At the end of my Signal Fire 'Wide Open Studios' experience last month, we did solos. We spent a few days alone at a spot Tarp picked out for us, to work on a project and be with ourselves after a month straight of being constantly together in the woods. It was during this time that I birthed the idea for Ground Shots (see previous entry) which is in an ever evolving form.
For the most part, with each project prompt we were given on the trip, I wrote verociously. I decided to push my edge with writing work I have always wanted to get out of me. I was afraid to share or felt like I didn't have a peer group that was safe and receptive. I realized that this is important, but I should write and create anyway, despite not having a peer group to actively receive it. The fact that I have ever functioned according to these self-imposed rules is awing me now. The gates have been slowly releasing the past year, and the release is exponential.
Each week during Wide Open Studios, the writing themes I chose (or they chose me) in reaction to our prompts shifted and morphed according to the landscape. The memories and feelings the land invoked in me from intense reflection and personal work birthed a surprisingly large mass of writing. The subtle pressure, the container, the sharing, the peers all contributed to my gentle nudging. I knew I didn't 'have' to share anything. I was given the opportunity to do so if I wanted. I pushed myself to share even what I was questioning was appropriately vulnerable. I wanted to take advantage of what felt like a rare opportunity.

◆ Information given
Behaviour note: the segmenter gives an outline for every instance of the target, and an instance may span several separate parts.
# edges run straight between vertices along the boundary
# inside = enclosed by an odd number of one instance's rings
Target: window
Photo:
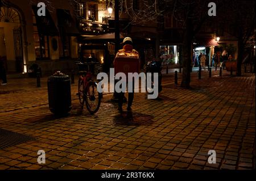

* * *

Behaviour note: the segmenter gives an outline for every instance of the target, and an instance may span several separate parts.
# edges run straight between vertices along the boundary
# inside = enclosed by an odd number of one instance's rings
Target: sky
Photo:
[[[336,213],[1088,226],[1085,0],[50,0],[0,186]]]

◆ Set problem 1
List everything the Signal Fire text names as contributing to the writer's gentle nudging.
◆ Set problem 2
Write out the stretch of the Signal Fire text from "At the end of" through "ever evolving form.".

◆ Expected answer 1
the subtle pressure, the container, the sharing, the peers

◆ Expected answer 2
At the end of my Signal Fire 'Wide Open Studios' experience last month, we did solos. We spent a few days alone at a spot Tarp picked out for us, to work on a project and be with ourselves after a month straight of being constantly together in the woods. It was during this time that I birthed the idea for Ground Shots (see previous entry) which is in an ever evolving form.